Provided text
## Begin
Barbapapa is both the title character, and name of the "species" of said character, of a series of children's books written in the 1970s by Annette Tison and Talus Taylor, who resided in Paris, France. The books were originally written in French (barbe à papa - literally "Daddy's beard" - is French for cotton candy or candy floss), and were later translated into over 30 languages.[1] The first publisher who saw something in the concept was Frank Fehmers of Frank Fehmers Productions in Amsterdam, after Talus Taylor had shown the manuscript to several European publishers who expressed interest but did not wish to embark on spending the publishing cost. Frank Fehmers Productions subsequently set up a co-production and the first edition was published in French, English, and American English. A few years later, when more titles had been published, Fehmers expanded the project to television films in conjunction with Joop Visch of Polyscope-Polygram, with the story boards designed by Taylor. After twelve years, Fehmers and Tison/Taylor discontinued their business relationship.[2] As short cartoons of a length of only five minutes, the Barbapapa stories reached a broader audience via TV. Also a comic book version was created. Both the cartoons and comics sometimes show concerns about the environment and contain environmental messages.
## End
Goals
A: In the Barbapapa passage, who was the first publisher to see something in the concept?
B: Pick up the Barbapapa passage after its final sentence and carry it on.
The lines that come next have no connection to the Barbapapa passage.

Supplied data
## Begin
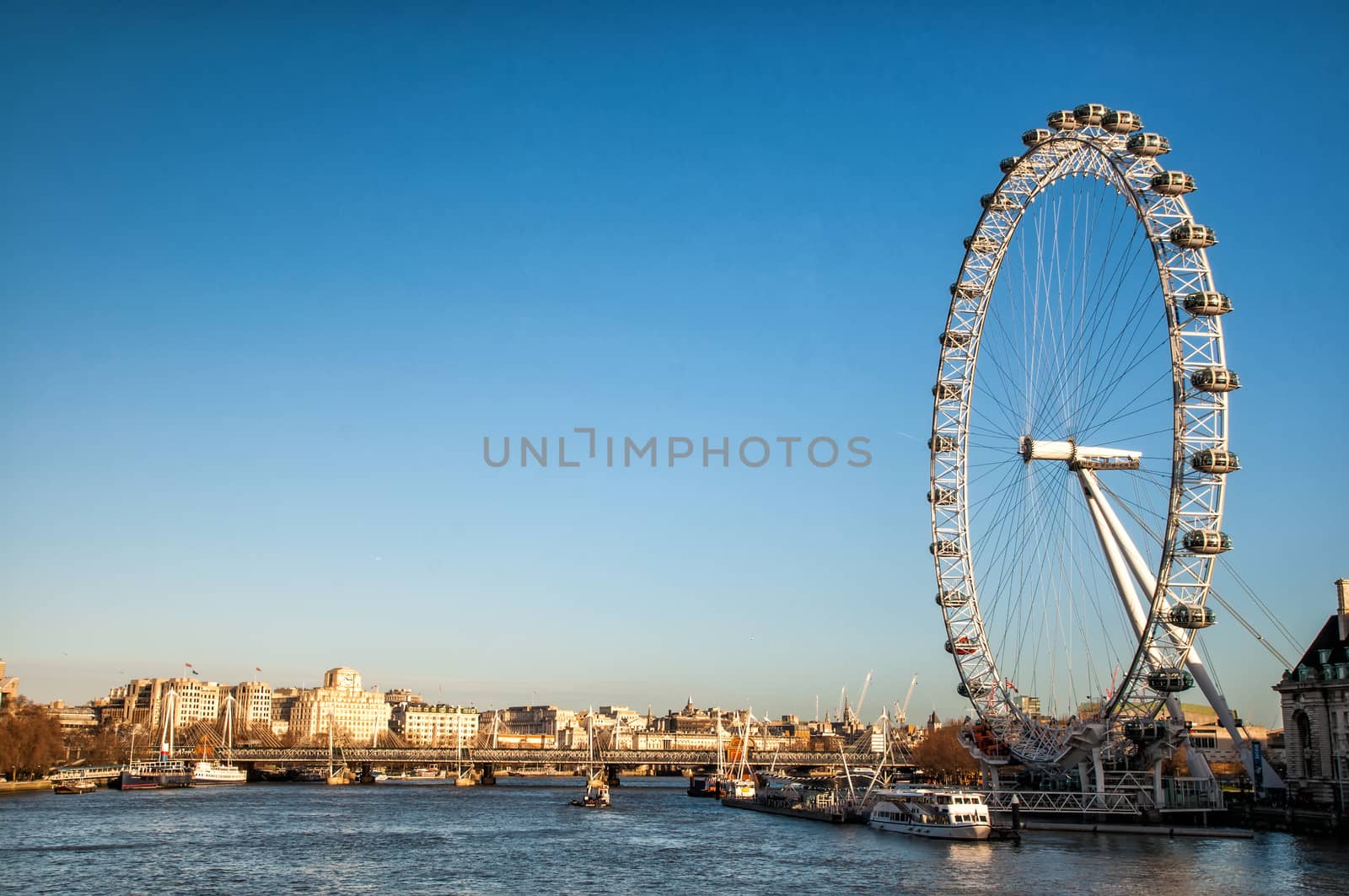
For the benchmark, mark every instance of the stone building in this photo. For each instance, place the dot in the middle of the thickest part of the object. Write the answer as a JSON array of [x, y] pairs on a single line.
## End
Final results
A: Frank Fehmers of Frank Fehmers Productions in Amsterdam.

B:
Songs [edit]

The first Barbapapa theme's lyrics were written by Harry Geelen, and the music composed by Joop Stokkermans.

One of the several English-language versions had a musical theme composed by Edd Kalehoff. The Italian version's song were sung by singer-songwriter Roberto Vecchioni.

References [edit]

  1. ^ "Barbapapa books". The official Barbapapa web site. Archived from the original on 22 April 2008. Retrieved 2008-05-08. 
  2. ^ "interview in Dutch".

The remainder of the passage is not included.